-------- Data to process
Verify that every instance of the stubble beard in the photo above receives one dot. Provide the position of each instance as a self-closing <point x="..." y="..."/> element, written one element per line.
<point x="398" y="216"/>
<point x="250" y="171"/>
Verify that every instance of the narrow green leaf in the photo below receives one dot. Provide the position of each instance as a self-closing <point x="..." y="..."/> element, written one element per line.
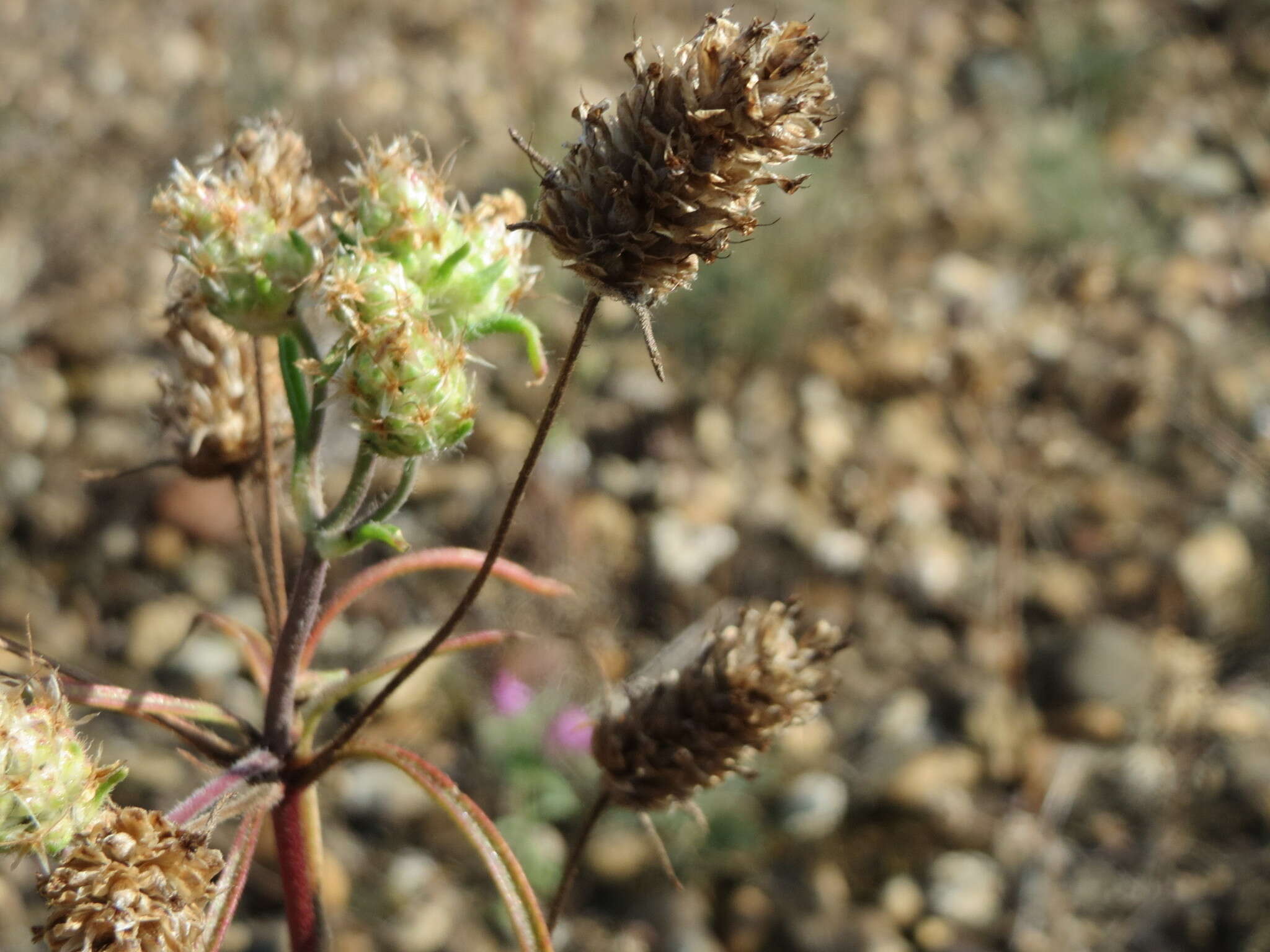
<point x="294" y="381"/>
<point x="527" y="923"/>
----------------
*Task brief:* Exclude the pictures and give back the rest of the data above exactly as written.

*Exercise solution:*
Verify that every instance of the stubble beard in the photo above receives one dot. Provide the position of each instance as a self-closing <point x="..." y="..."/> element, written one element per line.
<point x="398" y="216"/>
<point x="250" y="171"/>
Verify that every instance of the narrow green leaf in the photo below receives one dot. Provide the position of each instance as a self-closing <point x="..." y="..."/> element, written one element per line.
<point x="294" y="381"/>
<point x="527" y="923"/>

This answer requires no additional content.